List of tasks:
1. Check each statement against the Getty Fire account, answering yes or no and quoting the deciding words: (a) the evacuation orders were lifted on November 11th; (b) the fire destroyed 10 homes; (c) the 405 Freeway was closed from the 101 to Sunset Blvd shortly after sunrise.
2. Rewrite the Getty Fire account between "Shortly after sunrise" and "damaged 15 others.", inclusive, swapping "Sunset Blvd" for "Sunset Boulevard" throughout.
3. Write the next part of the Getty Fire account, picking up after its final sentence.

Page excerpt:
^^^^
The Getty Fire broke out on October 28th at 1:30 AM on the 1800 Block of North Sepulveda, west of the 405 freeway. Residents in the area began waking to the smell of smoke and fleeing their homes.
Shortly after sunrise the 405 Freeway was closed from the 101 to Sunset Blvd. There were closures on Sepulveda Blvd and I believe on Sunset Blvd creating crippling traffic nightmares for west Los Angeles.
Evacuation orders were in place from Temescal Canyon Road on the west, Sunset Blvd on the South, Mulholland Drive on the North and the 405 Freeway on the East, with a much larger evacuation preparedness zone.
The evacuation orders were lifted November 2nd, and the fire fully contained by November 11th. But not before the fire had consumed 745 acres, injured 5 firemen, destroyed 10 homes and damaged 15 others.
As I drove up Tigertail Road to the top where most of the destruction from the Getty Fire occurred, I was struck by the number of moving vans in front of homes. Homes that didn’t appear to have been damaged. I wondered whey they were leaving. Was there smoke damage, or damage that couldn’t be seen from the road. Or had they had enough of living in a neighborhood that has been struck by large wildfires twice in just two years.
My mind was full of questions. I noticed how the fire would consume one house and leave the neighboring houses intact. I wondered how the lone mansion at the bottom of the ravine that had burned on all sides of it remained unscathed. I found it odd that a tree branch hitting a power line could cause enough arcing to start a fire, yet leave the power lines intact. Tree branches don’t conduct electricity! The branch didn’t cause the arcing. Somehow the high voltage electricity had to come in contact with metal for that to occur.
Most of all I couldn’t help but feel the fire didn’t need to happen. There’s nothing we can do to totally eliminate wildfires, but we shouldn’t be seeing fires of the frequency and intensity we are currently experiencing.
I couldn’t help but notice that the house at the bottom of the ravine that survived was surrounded by very green trees. The hills climbing up the ravine from the surviving house had been covered with a dense overgrowth of dry chaparral. Chaparral is known for providing highly combustable fuel for wildfires. The chaparral burned and helped the fire to grow uncontrollably. The area of green vegetation did not burn. Why in an area so prone to wildfires was nothing done to clear the dead chaparral? Particularly after so much of the same area was destroyed by the Skirball fire in December 2017. Wouldn’t it make sense to take action to prevent it from happening again?
^^^^
Dataset items

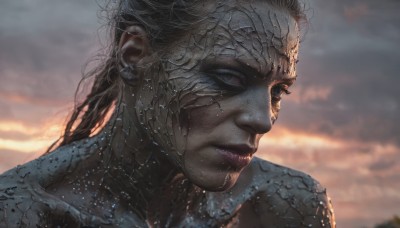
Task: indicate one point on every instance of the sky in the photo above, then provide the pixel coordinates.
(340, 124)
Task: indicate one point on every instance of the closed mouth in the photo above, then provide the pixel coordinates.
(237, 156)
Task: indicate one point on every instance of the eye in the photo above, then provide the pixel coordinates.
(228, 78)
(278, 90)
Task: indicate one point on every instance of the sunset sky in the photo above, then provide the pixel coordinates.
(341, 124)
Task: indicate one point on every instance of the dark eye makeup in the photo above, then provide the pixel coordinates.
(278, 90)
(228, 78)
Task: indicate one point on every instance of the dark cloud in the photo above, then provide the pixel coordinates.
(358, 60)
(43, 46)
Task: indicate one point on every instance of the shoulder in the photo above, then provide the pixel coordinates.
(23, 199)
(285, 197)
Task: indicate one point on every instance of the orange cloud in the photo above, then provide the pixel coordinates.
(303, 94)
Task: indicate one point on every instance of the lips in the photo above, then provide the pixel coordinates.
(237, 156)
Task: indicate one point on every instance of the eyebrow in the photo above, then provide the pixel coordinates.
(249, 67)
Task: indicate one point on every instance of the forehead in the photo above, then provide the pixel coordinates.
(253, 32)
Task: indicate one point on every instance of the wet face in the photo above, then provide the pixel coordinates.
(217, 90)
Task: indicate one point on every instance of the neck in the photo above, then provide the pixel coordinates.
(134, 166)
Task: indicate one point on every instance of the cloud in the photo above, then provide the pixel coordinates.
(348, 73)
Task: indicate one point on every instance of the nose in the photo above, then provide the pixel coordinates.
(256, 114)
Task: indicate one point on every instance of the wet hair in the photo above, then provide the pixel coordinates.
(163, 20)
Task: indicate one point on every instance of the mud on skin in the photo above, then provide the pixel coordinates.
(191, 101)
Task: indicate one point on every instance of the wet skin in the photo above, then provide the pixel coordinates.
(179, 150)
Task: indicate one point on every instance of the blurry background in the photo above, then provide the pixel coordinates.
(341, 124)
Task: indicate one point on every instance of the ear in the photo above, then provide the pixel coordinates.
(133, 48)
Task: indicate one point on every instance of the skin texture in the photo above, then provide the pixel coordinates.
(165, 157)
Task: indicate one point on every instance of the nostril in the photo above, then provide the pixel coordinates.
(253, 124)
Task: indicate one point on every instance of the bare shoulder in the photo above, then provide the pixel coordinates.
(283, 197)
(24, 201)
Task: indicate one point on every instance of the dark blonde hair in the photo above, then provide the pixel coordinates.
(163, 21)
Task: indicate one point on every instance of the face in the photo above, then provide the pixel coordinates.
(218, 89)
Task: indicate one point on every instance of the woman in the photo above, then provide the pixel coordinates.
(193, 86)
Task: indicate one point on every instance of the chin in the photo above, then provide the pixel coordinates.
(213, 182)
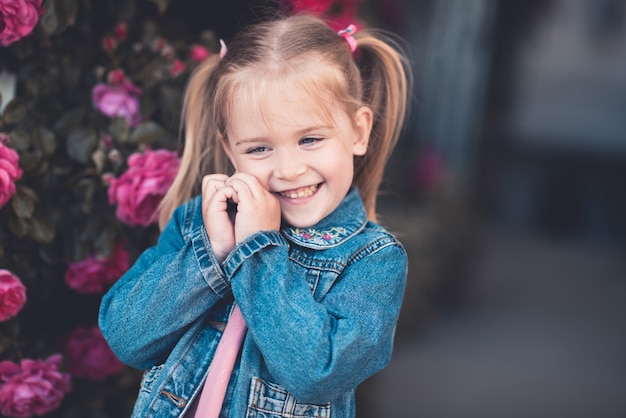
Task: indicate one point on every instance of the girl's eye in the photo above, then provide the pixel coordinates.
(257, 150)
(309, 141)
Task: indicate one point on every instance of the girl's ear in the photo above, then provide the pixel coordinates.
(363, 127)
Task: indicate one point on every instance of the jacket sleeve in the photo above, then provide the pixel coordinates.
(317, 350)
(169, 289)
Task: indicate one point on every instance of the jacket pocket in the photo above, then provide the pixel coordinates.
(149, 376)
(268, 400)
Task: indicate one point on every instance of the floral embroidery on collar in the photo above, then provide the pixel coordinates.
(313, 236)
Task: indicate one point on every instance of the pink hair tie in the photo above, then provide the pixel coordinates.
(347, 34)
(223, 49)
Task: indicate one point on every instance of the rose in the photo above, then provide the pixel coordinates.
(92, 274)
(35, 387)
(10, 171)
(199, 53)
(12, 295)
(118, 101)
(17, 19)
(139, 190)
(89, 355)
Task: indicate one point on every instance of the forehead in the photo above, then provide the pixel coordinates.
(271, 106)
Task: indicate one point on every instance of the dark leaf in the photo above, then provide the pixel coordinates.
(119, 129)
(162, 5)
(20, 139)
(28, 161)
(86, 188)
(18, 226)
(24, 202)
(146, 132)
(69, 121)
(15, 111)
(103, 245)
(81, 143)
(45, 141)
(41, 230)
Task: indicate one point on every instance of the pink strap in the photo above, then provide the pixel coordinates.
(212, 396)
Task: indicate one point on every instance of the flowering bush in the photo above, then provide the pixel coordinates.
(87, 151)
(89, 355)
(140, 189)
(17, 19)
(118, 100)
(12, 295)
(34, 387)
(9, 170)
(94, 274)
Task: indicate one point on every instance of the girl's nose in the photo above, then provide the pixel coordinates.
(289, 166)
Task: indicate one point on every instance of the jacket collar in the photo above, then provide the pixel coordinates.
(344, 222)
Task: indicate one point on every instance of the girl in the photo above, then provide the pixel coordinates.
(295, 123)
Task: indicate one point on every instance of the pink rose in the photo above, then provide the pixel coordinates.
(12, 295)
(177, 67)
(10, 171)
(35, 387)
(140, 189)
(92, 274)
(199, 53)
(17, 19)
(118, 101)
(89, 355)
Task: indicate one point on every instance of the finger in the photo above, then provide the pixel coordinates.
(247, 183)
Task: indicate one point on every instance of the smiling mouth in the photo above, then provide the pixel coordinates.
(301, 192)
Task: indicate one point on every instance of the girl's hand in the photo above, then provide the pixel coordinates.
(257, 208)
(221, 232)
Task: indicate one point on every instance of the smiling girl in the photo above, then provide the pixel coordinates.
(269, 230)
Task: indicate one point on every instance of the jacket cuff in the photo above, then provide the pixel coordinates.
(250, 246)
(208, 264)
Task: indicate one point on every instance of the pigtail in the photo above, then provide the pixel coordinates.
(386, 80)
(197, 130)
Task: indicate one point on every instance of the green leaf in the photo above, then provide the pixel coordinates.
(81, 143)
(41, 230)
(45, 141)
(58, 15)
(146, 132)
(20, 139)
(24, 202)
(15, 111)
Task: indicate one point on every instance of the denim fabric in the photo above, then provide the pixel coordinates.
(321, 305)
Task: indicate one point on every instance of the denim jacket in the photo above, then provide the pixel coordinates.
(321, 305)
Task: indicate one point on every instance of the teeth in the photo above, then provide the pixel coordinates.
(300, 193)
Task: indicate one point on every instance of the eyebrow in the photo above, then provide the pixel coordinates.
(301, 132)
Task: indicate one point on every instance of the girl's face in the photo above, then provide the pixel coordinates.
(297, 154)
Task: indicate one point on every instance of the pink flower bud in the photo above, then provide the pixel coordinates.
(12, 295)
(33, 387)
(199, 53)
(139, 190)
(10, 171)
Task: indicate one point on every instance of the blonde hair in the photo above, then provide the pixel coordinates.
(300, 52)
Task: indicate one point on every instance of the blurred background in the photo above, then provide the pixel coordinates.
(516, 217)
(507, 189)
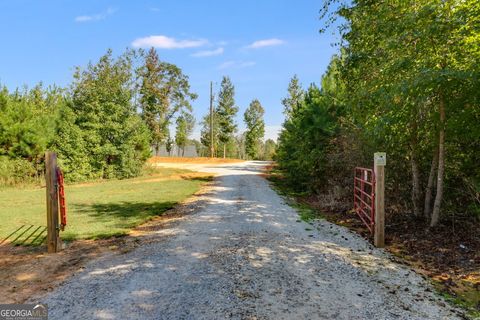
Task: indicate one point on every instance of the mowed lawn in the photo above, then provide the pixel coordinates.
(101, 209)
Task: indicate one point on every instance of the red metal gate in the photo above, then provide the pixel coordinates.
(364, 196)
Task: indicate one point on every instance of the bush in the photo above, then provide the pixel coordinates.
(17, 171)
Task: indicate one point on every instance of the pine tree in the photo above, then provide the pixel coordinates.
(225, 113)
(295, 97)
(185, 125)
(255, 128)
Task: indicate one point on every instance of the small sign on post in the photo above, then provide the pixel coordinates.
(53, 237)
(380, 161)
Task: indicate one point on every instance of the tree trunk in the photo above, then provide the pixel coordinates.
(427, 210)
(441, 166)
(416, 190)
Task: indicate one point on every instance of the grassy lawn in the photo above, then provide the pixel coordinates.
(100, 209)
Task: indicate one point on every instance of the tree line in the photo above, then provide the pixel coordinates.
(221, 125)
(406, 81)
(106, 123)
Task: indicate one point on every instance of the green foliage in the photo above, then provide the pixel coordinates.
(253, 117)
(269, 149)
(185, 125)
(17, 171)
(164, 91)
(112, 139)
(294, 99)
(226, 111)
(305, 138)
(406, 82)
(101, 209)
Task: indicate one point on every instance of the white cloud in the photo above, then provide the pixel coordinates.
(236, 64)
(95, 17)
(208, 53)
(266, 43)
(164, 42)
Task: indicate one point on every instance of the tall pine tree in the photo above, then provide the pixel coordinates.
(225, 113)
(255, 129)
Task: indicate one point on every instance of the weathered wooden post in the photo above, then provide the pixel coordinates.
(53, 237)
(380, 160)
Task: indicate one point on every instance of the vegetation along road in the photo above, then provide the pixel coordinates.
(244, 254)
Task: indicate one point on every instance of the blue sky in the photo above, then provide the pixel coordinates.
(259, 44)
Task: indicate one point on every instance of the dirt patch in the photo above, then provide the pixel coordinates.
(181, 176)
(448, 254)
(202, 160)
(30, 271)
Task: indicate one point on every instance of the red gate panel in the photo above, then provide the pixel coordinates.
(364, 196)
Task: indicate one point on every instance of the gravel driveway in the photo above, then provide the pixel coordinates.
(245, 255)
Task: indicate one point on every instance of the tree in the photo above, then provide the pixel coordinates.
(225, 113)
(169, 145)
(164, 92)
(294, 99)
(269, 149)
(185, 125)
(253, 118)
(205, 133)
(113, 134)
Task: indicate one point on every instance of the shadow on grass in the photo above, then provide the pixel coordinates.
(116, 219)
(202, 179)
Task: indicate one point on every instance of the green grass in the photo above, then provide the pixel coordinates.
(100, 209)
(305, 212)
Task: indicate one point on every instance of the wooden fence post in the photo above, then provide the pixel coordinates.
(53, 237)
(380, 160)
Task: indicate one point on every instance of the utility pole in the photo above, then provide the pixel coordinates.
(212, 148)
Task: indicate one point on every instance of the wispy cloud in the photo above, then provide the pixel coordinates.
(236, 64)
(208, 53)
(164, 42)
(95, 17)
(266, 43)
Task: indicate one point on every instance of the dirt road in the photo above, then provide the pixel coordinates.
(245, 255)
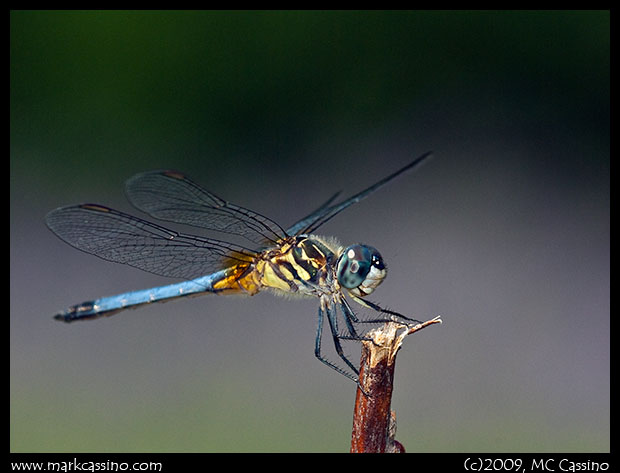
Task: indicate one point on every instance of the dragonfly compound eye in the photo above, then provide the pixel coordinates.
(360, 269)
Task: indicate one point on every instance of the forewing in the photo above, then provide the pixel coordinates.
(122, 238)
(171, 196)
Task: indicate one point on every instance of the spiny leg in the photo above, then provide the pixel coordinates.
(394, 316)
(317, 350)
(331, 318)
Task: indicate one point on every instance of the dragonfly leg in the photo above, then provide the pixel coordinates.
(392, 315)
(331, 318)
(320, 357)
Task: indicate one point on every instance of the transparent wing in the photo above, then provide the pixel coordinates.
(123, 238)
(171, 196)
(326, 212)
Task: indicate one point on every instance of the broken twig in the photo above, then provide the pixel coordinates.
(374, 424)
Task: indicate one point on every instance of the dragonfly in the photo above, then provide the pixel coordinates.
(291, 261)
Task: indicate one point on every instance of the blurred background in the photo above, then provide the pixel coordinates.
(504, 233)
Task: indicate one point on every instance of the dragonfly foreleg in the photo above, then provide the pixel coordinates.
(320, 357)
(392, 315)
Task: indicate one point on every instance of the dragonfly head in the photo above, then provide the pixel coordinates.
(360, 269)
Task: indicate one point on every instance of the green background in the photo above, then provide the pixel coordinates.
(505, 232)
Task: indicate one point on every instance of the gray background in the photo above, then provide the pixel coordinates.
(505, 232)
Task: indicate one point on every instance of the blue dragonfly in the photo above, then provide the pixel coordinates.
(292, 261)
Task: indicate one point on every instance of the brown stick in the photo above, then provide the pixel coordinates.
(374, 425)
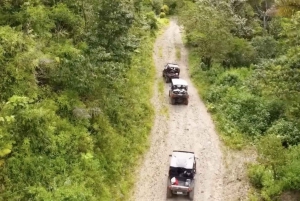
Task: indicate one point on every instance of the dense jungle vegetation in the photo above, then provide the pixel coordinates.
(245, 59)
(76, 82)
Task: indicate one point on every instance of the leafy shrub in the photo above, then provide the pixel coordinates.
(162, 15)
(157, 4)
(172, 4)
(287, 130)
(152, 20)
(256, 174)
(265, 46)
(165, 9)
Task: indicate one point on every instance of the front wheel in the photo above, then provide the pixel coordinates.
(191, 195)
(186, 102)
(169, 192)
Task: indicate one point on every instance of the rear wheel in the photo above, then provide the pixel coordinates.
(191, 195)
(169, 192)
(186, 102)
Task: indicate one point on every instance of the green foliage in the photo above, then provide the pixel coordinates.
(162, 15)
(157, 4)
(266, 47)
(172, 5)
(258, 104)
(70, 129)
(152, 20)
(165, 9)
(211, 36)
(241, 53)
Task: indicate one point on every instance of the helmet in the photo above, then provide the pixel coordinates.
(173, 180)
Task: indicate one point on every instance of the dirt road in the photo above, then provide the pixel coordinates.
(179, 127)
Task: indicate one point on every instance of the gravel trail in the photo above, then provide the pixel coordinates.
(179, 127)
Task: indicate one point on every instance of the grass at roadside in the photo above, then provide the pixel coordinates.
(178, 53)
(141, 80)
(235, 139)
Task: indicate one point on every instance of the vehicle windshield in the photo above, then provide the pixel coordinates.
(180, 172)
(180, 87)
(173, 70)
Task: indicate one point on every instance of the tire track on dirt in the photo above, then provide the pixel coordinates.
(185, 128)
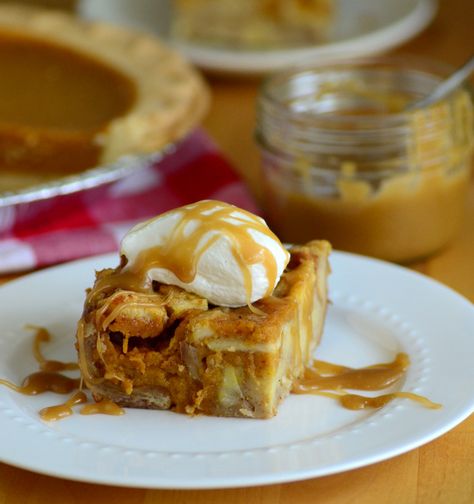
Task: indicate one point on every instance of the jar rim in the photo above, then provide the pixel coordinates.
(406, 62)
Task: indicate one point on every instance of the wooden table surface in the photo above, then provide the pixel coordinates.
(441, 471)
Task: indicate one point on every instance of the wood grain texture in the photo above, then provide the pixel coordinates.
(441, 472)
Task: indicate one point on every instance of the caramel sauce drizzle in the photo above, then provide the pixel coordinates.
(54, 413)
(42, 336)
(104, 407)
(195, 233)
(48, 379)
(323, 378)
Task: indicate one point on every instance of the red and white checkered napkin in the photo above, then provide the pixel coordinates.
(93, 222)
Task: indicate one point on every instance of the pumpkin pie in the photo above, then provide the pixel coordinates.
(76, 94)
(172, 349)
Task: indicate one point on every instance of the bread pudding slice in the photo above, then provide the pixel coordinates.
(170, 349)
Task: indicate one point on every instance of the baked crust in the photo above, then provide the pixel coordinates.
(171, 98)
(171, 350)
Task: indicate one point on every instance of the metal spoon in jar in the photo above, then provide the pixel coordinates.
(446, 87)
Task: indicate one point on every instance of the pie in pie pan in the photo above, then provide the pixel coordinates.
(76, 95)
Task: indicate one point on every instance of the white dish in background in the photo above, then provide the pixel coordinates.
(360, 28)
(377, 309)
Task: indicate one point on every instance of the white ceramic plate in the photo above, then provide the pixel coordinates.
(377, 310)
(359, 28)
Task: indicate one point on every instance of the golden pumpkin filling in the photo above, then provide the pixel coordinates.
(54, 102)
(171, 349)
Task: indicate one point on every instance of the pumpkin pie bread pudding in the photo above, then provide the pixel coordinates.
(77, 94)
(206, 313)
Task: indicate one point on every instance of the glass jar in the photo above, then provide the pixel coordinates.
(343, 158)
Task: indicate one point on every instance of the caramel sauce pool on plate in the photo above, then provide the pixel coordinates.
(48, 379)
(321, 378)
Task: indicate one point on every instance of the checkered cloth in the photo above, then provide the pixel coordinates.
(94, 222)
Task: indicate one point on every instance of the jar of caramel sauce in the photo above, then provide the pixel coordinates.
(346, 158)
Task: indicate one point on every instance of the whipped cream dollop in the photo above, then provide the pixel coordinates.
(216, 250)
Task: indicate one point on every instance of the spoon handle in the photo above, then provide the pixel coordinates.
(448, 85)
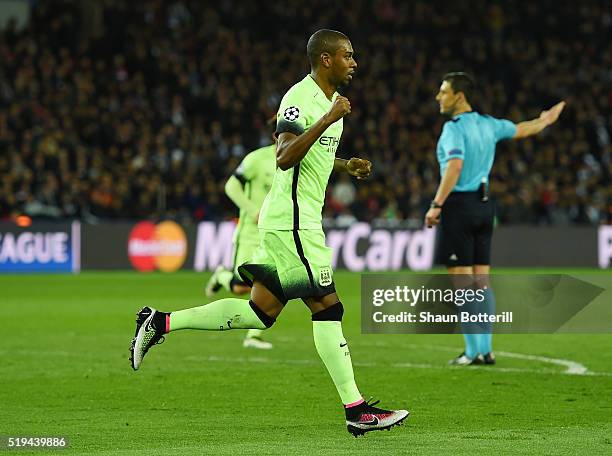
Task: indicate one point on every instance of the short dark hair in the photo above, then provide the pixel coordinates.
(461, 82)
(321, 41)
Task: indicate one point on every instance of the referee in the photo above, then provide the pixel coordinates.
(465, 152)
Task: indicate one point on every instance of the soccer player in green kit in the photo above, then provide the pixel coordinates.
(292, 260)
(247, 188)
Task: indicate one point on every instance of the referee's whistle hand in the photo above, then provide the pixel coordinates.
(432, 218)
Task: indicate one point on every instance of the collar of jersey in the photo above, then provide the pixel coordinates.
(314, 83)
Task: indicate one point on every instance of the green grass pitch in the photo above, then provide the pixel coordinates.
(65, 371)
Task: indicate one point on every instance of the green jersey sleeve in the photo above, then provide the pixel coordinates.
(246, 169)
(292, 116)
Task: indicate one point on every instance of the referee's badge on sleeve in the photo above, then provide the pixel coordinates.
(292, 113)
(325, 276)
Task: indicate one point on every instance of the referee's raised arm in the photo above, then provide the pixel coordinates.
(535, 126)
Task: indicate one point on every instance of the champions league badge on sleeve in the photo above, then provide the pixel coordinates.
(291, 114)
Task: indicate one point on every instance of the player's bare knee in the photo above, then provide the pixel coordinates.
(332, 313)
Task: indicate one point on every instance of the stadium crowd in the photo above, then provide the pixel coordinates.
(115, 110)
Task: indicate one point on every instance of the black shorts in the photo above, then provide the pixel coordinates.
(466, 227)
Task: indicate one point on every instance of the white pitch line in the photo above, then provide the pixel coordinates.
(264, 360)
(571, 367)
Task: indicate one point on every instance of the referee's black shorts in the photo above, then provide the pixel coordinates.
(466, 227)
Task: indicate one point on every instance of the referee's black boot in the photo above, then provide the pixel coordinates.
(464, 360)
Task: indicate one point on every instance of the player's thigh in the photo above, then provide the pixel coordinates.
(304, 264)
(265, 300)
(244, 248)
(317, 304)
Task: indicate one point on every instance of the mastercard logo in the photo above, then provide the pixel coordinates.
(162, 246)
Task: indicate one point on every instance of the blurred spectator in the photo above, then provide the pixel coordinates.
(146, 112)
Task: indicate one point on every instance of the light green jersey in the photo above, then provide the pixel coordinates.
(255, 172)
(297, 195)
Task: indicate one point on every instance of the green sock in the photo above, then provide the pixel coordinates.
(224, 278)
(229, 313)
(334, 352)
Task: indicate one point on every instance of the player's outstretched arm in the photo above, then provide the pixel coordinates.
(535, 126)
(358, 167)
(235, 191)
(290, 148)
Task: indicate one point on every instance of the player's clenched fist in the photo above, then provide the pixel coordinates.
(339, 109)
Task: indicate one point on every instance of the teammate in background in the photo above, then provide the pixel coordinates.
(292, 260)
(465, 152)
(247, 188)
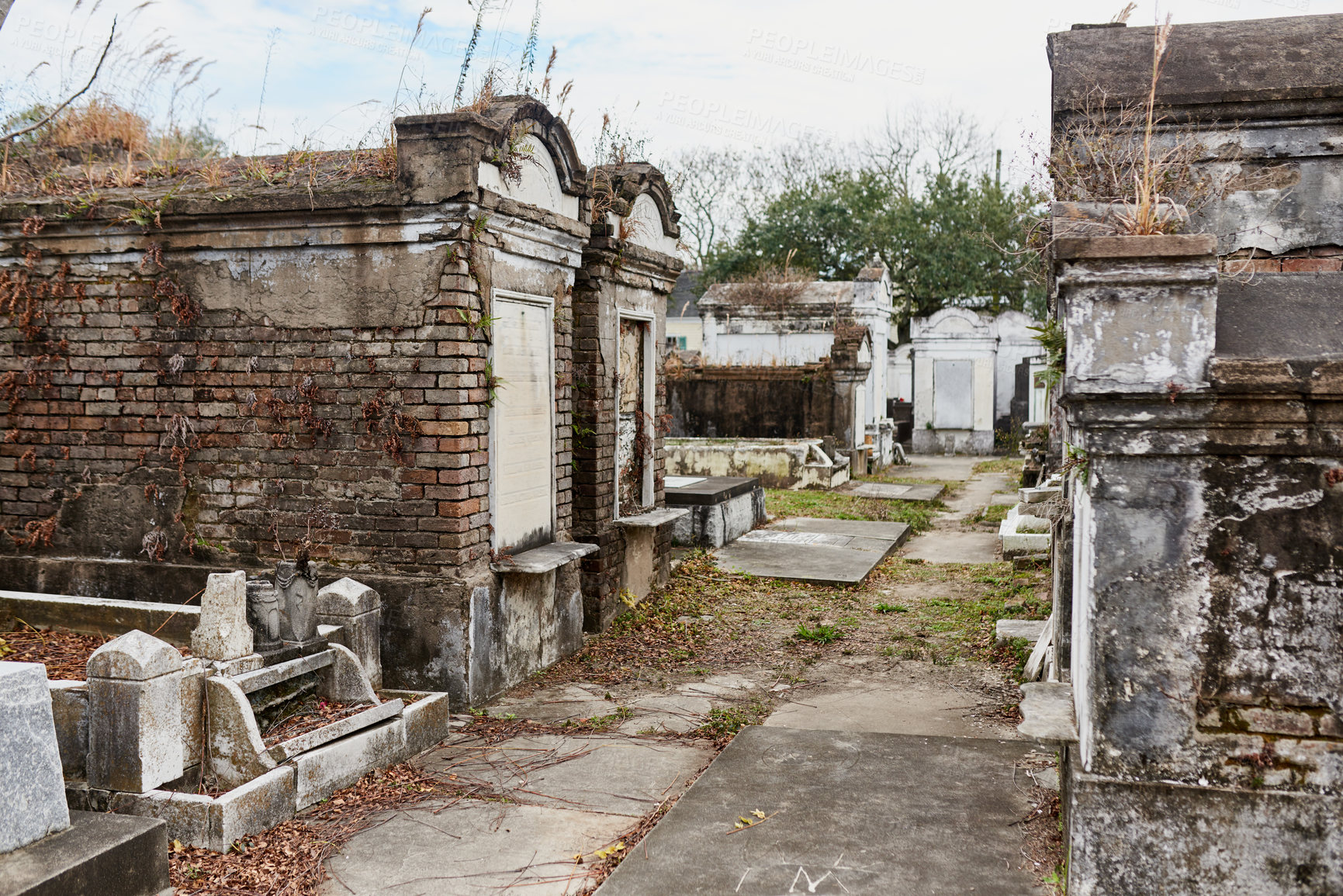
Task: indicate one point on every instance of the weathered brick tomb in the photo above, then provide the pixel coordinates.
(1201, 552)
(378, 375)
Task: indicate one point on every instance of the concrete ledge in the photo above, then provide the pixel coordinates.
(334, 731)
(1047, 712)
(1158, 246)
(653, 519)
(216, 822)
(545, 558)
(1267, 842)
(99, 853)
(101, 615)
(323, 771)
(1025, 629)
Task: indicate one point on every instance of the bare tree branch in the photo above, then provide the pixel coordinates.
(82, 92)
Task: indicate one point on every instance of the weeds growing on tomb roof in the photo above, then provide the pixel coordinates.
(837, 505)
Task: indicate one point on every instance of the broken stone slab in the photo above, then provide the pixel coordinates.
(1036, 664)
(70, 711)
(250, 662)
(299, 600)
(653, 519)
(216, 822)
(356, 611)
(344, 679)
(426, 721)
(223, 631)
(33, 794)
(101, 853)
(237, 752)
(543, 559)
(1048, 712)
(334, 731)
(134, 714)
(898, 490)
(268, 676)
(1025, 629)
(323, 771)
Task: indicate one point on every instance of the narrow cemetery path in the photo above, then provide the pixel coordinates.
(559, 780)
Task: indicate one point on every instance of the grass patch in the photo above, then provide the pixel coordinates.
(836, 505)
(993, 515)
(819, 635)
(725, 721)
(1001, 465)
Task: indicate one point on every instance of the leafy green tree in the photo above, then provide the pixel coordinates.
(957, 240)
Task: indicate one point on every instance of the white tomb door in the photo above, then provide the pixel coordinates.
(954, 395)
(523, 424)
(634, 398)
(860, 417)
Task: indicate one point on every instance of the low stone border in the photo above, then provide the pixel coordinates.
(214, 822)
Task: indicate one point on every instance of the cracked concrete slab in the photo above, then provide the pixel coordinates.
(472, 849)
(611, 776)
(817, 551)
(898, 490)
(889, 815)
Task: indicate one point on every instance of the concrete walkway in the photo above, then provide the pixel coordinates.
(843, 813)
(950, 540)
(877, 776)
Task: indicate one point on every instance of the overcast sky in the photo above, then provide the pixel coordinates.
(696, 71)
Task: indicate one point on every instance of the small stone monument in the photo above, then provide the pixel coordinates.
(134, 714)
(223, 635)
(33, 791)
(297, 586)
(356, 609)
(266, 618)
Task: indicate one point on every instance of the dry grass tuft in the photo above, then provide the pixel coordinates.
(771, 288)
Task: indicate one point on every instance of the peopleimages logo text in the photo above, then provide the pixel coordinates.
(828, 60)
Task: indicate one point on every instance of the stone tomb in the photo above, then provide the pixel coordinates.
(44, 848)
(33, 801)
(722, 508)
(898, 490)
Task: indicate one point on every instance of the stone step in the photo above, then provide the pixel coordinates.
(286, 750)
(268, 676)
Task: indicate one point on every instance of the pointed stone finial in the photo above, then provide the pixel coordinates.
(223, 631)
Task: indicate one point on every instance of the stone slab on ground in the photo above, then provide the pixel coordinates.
^^^^
Responses to the exercise:
1.
(a) No: "The evacuation orders were lifted November 2nd"
(b) Yes: "destroyed 10 homes and damaged 15 others"
(c) Yes: "Shortly after sunrise the 405 Freeway was closed from the 101 to Sunset Blvd."

2.
Shortly after sunrise the 405 Freeway was closed from the 101 to Sunset Boulevard. There were closures on Sepulveda Blvd and I believe on Sunset Boulevard creating crippling traffic nightmares for west Los Angeles.
Evacuation orders were in place from Temescal Canyon Road on the west, Sunset Boulevard on the South, Mulholland Drive on the North and the 405 Freeway on the East, with a much larger evacuation preparedness zone.
The evacuation orders were lifted November 2nd, and the fire fully contained by November 11th. But not before the fire had consumed 745 acres, injured 5 firemen, destroyed 10 homes and damaged 15 others.

3.
Homes that were consumed by the fire were built mainly of wood. Portions of them that were made of stone were still standing. Neighboring homes that were still standing tended to be of stone, stucco or concrete construction for the most part. Isn’t it irresponsible for the developers to build home of highly combustible material such as wood in a wildfire zone? Think about that. They had to know the risk. Wildfires are nothing new to Southern California.
Back to PG & E and the power lines that started the fire. Our Mayor is calling it an act of god. I’m not so sure I agree. There have been reports for years that PG & E’s power lines were old and in need of maintenance. Yet in a state where we pay almost twice as much for our electricity as the rest of the nation, the main power company – PG & E – somehow couldn’t manage to find the funds to repair/replace them!
The power transmission tower that started the Camp Fire that completely destroyed the town of Paradise California was due to a damaged O-ring or C-clamp that had not been repaired on a tower that was built in 1919! It was 100 years old! Were there similar defects in the power transmission tower involved in the ignition of the Getty Fire? Has anyone investigated this?
It was reported that PG & E settled for around $18 billion and about one billion of that was paid to the state. Has the state used any of that money to help ensure power lines were repaired? Has the state used any of that money for the forest management necessary to prevent more wildfires? That would be far more economical than paying to put them out after they are burning and to repair the damage. Not to mention the needless loss of human and animal life, and the emotional toll on the victims.
A final point here is about the increase in the number of wildfires in California now being blamed on “climate change.” The New York Post did a very interesting expose on this. They trace the increase in wildfires to changes on forest management policies enacted during the Obama administration. Saying it was needed to counteract global warming, the administration reversed forest management policies that cleared away dead foliage and overgrowth. This overgrowth is now causing there to be more wildfires of increasing intensity… and climate change is being cited as the cause. Does anyone else see the illogic here?
Thanks to the heroic efforts of our firefighters, the toll of the Getty Fire is nothing like the Camp Fire. But my journey up Tigertail Road was eye opening and caused me to ask questions about that which didn’t add up. What I saw was a beautiful community with beautiful homes that were destroyed simply because too many people didn’t care enough or take enough responsibility to look at what might happen if the forests were neglected, the power lines were not maintained and the homes were not built to withstand the natural disaster most likely to destroy them.
That is, the Getty Fire was not an act of God. It happened because too many people didn’t look beyond themselves and their immediate gain and California, once again, suffered billions of dollars in damages and unforgivable suffering caused to the victims.
More photos after the break….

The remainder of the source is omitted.